▸ Data under study
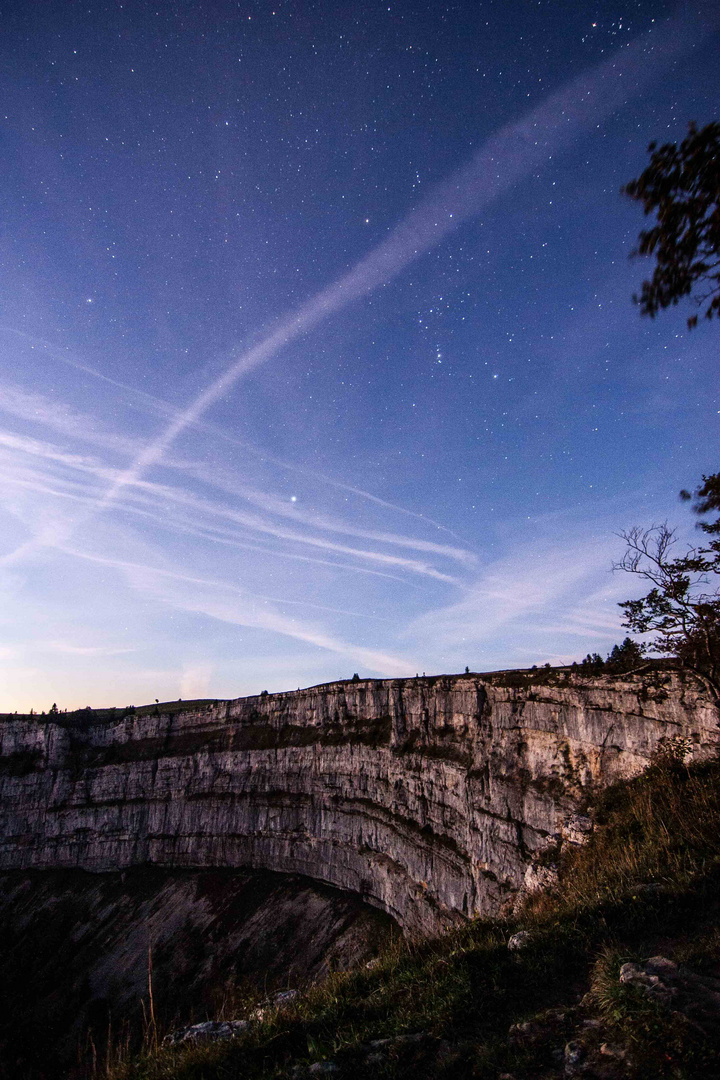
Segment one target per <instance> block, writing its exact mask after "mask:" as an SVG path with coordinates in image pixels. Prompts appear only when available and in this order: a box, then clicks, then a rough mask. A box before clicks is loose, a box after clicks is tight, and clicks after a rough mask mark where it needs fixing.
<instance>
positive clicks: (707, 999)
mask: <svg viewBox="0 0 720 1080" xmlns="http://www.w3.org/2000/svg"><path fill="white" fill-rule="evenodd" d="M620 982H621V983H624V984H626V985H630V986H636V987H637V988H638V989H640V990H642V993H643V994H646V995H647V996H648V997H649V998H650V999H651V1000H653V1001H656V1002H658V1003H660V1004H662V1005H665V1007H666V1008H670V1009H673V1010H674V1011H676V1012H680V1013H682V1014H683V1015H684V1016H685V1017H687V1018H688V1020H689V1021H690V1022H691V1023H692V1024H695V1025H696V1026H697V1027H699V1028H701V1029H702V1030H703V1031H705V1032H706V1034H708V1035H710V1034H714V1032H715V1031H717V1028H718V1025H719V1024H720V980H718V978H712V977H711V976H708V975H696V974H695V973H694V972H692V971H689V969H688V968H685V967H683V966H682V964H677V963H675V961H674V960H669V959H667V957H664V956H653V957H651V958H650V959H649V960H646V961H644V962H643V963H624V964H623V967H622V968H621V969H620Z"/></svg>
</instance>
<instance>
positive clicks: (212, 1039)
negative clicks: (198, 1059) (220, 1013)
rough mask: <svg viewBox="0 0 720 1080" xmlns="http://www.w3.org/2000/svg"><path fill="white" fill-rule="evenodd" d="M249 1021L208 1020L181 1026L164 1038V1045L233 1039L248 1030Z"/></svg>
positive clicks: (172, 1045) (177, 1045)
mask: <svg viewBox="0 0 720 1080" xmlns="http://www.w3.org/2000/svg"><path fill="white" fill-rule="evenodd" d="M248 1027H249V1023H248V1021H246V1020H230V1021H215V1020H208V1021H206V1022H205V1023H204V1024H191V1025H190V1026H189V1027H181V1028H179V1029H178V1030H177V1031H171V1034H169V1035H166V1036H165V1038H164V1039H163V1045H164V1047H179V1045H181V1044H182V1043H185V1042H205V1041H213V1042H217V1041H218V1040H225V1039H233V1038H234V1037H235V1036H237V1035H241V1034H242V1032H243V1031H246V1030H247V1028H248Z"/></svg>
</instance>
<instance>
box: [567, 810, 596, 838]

▸ Exercise details
Restate exactly, and only, every line from the one that contains "negative clicks: (198, 1059) (220, 1013)" through the last line of the records.

▸ Solved exercise
negative clicks: (198, 1059) (220, 1013)
rough mask: <svg viewBox="0 0 720 1080" xmlns="http://www.w3.org/2000/svg"><path fill="white" fill-rule="evenodd" d="M249 1021L208 1020L181 1026L164 1038V1045L233 1039L248 1030Z"/></svg>
positive clicks: (172, 1045) (177, 1045)
mask: <svg viewBox="0 0 720 1080" xmlns="http://www.w3.org/2000/svg"><path fill="white" fill-rule="evenodd" d="M248 1027H249V1023H248V1021H246V1020H230V1021H215V1020H208V1021H206V1022H205V1023H204V1024H191V1025H190V1026H189V1027H181V1028H179V1029H178V1030H177V1031H171V1034H169V1035H166V1036H165V1038H164V1039H163V1045H164V1047H179V1045H181V1044H182V1043H185V1042H205V1041H213V1042H217V1041H218V1040H225V1039H233V1038H234V1037H235V1036H237V1035H241V1034H242V1032H243V1031H246V1030H247V1028H248Z"/></svg>
</instance>
<instance>
box: [567, 810, 596, 838]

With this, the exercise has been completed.